(Extracted records)
>> Start

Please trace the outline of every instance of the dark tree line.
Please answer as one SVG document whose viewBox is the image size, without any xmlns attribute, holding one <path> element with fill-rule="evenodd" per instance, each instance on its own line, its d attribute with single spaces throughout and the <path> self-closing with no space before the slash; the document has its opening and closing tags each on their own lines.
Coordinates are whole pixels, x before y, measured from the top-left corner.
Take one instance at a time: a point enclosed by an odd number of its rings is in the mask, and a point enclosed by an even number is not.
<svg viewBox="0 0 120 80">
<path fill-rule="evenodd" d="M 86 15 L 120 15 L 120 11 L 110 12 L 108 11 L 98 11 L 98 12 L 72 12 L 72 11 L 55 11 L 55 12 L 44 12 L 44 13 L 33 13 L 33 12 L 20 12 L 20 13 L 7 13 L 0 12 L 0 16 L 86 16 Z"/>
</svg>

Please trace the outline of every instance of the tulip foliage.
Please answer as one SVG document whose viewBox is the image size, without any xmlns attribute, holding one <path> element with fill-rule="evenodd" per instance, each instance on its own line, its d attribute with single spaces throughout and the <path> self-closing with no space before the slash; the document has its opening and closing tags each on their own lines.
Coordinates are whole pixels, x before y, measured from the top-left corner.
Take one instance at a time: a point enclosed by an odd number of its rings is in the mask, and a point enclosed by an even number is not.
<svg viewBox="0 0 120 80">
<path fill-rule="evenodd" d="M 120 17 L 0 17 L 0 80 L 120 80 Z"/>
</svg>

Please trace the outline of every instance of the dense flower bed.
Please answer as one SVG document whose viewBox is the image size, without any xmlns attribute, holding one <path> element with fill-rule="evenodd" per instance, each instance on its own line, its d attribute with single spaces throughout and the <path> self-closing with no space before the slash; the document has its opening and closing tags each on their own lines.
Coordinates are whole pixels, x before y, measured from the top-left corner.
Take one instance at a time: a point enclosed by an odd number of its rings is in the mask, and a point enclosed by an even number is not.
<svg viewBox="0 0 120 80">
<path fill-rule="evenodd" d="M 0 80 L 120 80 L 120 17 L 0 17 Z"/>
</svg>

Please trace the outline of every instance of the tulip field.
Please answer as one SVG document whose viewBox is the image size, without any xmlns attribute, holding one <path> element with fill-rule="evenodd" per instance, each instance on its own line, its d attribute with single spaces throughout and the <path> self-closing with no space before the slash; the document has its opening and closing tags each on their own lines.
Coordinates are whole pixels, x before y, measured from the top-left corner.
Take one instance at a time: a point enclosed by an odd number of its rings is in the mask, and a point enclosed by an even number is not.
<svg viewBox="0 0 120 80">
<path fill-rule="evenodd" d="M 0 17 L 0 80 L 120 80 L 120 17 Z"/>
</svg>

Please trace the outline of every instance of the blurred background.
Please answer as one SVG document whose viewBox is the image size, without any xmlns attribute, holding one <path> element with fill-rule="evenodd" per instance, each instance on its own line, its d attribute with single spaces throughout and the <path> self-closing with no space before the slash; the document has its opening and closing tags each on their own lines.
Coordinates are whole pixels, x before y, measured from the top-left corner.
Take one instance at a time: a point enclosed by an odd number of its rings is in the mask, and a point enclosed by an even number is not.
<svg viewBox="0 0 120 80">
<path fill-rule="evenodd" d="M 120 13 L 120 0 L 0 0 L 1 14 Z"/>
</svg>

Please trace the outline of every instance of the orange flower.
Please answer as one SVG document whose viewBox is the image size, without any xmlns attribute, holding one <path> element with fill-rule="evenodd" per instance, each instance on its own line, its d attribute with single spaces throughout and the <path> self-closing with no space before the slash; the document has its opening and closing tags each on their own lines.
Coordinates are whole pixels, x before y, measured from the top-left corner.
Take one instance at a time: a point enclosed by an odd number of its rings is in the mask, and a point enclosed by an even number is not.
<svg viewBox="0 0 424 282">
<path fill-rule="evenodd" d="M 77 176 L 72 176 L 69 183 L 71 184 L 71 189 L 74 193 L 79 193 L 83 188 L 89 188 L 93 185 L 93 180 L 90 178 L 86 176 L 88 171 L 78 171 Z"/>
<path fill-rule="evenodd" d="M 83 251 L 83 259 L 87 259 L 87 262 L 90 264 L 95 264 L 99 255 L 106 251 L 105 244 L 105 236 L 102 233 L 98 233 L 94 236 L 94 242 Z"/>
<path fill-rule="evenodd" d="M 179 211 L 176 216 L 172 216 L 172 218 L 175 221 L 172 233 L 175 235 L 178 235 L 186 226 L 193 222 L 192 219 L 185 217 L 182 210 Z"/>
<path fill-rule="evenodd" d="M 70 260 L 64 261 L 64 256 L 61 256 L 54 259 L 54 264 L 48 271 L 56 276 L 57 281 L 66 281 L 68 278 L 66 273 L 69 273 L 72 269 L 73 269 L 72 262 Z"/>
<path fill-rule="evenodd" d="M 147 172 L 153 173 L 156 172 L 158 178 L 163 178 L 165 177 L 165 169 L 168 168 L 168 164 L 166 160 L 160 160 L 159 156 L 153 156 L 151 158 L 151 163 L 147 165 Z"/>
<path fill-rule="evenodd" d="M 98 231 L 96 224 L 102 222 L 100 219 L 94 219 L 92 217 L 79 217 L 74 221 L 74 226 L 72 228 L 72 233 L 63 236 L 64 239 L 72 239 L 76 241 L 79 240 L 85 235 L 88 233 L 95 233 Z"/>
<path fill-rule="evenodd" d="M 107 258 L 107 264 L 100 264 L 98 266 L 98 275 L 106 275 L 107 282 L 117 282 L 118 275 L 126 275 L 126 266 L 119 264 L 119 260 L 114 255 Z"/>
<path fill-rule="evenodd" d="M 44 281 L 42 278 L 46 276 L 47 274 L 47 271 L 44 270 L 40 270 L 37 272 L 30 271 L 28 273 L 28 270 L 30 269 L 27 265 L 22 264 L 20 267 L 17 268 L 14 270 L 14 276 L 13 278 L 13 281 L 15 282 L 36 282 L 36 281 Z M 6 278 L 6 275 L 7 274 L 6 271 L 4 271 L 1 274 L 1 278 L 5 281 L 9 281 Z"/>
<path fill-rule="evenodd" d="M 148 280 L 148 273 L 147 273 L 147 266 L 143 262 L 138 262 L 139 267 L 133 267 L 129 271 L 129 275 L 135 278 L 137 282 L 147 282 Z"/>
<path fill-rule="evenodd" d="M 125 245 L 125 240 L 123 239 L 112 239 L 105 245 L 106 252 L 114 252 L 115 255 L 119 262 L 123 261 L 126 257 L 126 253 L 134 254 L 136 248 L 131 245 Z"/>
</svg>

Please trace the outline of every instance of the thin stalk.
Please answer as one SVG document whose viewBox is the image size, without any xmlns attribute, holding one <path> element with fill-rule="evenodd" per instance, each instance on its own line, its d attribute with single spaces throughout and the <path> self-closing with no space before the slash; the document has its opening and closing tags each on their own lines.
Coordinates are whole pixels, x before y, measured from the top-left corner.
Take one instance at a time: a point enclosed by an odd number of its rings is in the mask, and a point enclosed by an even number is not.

>> End

Task requirements
Reproduce all of the records above verbatim, without altering a single character.

Written reply
Please trace the outline of every instance of the dark tree line.
Please answer as one SVG document whose viewBox is the image size, without any xmlns attribute, holding one <path> element with fill-rule="evenodd" per instance, each instance on its own line, its d attribute with single spaces throughout and the <path> self-closing with no space before the slash; the document has its opening and closing tags each on their own lines.
Coordinates are whole pixels, x before y, measured from the top-left corner.
Take one instance at a time: a point enclosed by an odd number of its rings is in the mask, and a point enclosed by an even number is not.
<svg viewBox="0 0 120 80">
<path fill-rule="evenodd" d="M 86 15 L 120 15 L 120 11 L 110 12 L 108 11 L 98 11 L 98 12 L 72 12 L 72 11 L 55 11 L 55 12 L 44 12 L 44 13 L 33 13 L 33 12 L 20 12 L 20 13 L 7 13 L 0 12 L 0 16 L 86 16 Z"/>
</svg>

Please trace the outline of every instance of the tulip foliage.
Please answer as one SVG document whose viewBox is the image size, without any xmlns attribute, holding one <path> element with fill-rule="evenodd" per instance, each instance on its own line, its d attribute with single spaces throughout and the <path> self-closing with no space before the slash; the document has its opening and closing tags each on their own lines.
Coordinates are whole pixels, x before y, measured from the top-left corner.
Take one instance at a time: a point enclosed by an odd number of its rings is in the mask, and a point enclosed by an even number is not.
<svg viewBox="0 0 120 80">
<path fill-rule="evenodd" d="M 120 17 L 0 17 L 0 80 L 120 80 Z"/>
</svg>

Please trace the outline of every instance of the dense flower bed.
Please answer as one SVG document whose viewBox is the image size, without any xmlns attribute, holding one <path> element with fill-rule="evenodd" per instance, each instance on its own line, its d attribute with single spaces throughout and the <path> self-closing with no space before the slash; the document has its opening and closing tags each on their own lines.
Coordinates are whole pixels, x before y, measured from the top-left corner.
Take one instance at a time: a point enclosed by an odd number of its rings is in the mask, and a point enclosed by an even number is not.
<svg viewBox="0 0 120 80">
<path fill-rule="evenodd" d="M 0 80 L 120 80 L 120 17 L 0 17 Z"/>
</svg>

Please trace the outline of every instance of the tulip field.
Please answer as one SVG document whose viewBox is the image size, without any xmlns attribute, holding one <path> element with fill-rule="evenodd" per instance, each instance on its own line, its d attribute with single spaces throughout and the <path> self-closing with no space before the slash; the document has its opening and closing tags each on their own lines.
Coordinates are whole pixels, x before y, measured from the top-left corner.
Take one instance at a time: a point enclosed by an odd number of its rings is in the mask, and a point enclosed by an even number is not.
<svg viewBox="0 0 120 80">
<path fill-rule="evenodd" d="M 0 17 L 0 80 L 120 80 L 120 17 Z"/>
</svg>

Please trace the outline of every instance of the blurred background.
Please answer as one SVG document whose viewBox is the image size, without any xmlns attribute, holding one <path> element with fill-rule="evenodd" per instance, each instance on its own line, its d attribute with single spaces throughout and the <path> self-closing with no space before the slash; the document has its opening and closing tags each on their own lines.
Coordinates are whole pixels, x before y, measured from the top-left corner.
Take one instance at a time: a point enclosed by an odd number of its rings is in the mask, and a point enclosed by an even number is not.
<svg viewBox="0 0 120 80">
<path fill-rule="evenodd" d="M 120 13 L 120 0 L 0 0 L 1 14 Z"/>
</svg>

Please trace the outline of every instance of the orange flower.
Please answer as one SVG document whose viewBox is the image size, without any xmlns attribute, holding one <path> element with fill-rule="evenodd" per instance, each instance on its own line, its d attribute with single spaces throughout and the <path> self-closing with no space before the slash; the document has its opening and closing tags each on their own lines.
Coordinates are whole pixels, x before y, measured from the top-left corner.
Take one instance at a time: a point enclosed by an odd number of its rings is in the mask, and a point enclosed by an even number is not.
<svg viewBox="0 0 424 282">
<path fill-rule="evenodd" d="M 77 176 L 72 176 L 69 183 L 71 184 L 71 189 L 74 193 L 79 193 L 83 188 L 89 188 L 93 185 L 93 180 L 90 178 L 86 176 L 88 171 L 78 171 Z"/>
<path fill-rule="evenodd" d="M 83 251 L 83 259 L 87 259 L 87 262 L 90 264 L 95 264 L 99 255 L 106 251 L 105 244 L 105 236 L 102 233 L 98 233 L 94 236 L 94 242 Z"/>
<path fill-rule="evenodd" d="M 179 211 L 176 216 L 172 216 L 172 218 L 175 221 L 172 233 L 175 235 L 178 235 L 186 226 L 193 222 L 192 219 L 185 217 L 182 210 Z"/>
<path fill-rule="evenodd" d="M 70 260 L 64 261 L 64 256 L 61 256 L 54 259 L 54 264 L 48 271 L 56 276 L 57 281 L 66 281 L 68 278 L 66 273 L 69 273 L 72 269 L 73 269 L 72 262 Z"/>
<path fill-rule="evenodd" d="M 147 172 L 153 173 L 156 172 L 158 178 L 163 178 L 165 177 L 165 169 L 168 168 L 168 164 L 166 160 L 160 160 L 159 156 L 153 156 L 151 158 L 151 163 L 147 165 Z"/>
<path fill-rule="evenodd" d="M 98 231 L 96 224 L 102 222 L 100 219 L 94 219 L 92 217 L 79 217 L 74 221 L 74 226 L 72 228 L 72 233 L 63 236 L 64 239 L 72 239 L 76 241 L 79 240 L 85 235 L 88 233 L 95 233 Z"/>
<path fill-rule="evenodd" d="M 107 258 L 107 264 L 100 264 L 98 266 L 98 275 L 106 275 L 107 282 L 117 282 L 118 275 L 126 275 L 126 266 L 119 264 L 119 260 L 114 255 Z"/>
<path fill-rule="evenodd" d="M 44 281 L 42 278 L 46 276 L 47 274 L 47 271 L 44 270 L 40 270 L 37 272 L 30 271 L 28 273 L 28 270 L 30 269 L 27 265 L 22 264 L 20 267 L 17 268 L 14 270 L 14 276 L 13 278 L 13 281 L 15 282 L 36 282 L 36 281 Z M 6 278 L 6 275 L 7 274 L 6 271 L 4 271 L 1 274 L 1 278 L 5 281 L 9 281 Z"/>
<path fill-rule="evenodd" d="M 148 280 L 148 273 L 147 273 L 147 266 L 143 262 L 138 262 L 139 267 L 133 267 L 129 271 L 129 275 L 135 278 L 137 282 L 147 282 Z"/>
<path fill-rule="evenodd" d="M 125 245 L 125 240 L 123 239 L 112 239 L 105 245 L 106 252 L 114 252 L 115 255 L 119 262 L 123 261 L 126 257 L 126 253 L 134 254 L 136 248 L 131 245 Z"/>
</svg>

Please trace the outline of every instance of the thin stalk.
Please answer as one SVG document whose viewBox is the image size, without any xmlns attribute, holding one <path> element with fill-rule="evenodd" per instance, each instance on its own line, its d attribute with single spaces throughout and the <path> self-closing with no space before the slash; the document has its opening and closing tags each on their own lines.
Coordinates are whole pixels, x before y, measured from the top-left corner.
Take one instance at a time: a point enclosed by an odd number of its rings is in the mask, and a point enclosed by an even number is not.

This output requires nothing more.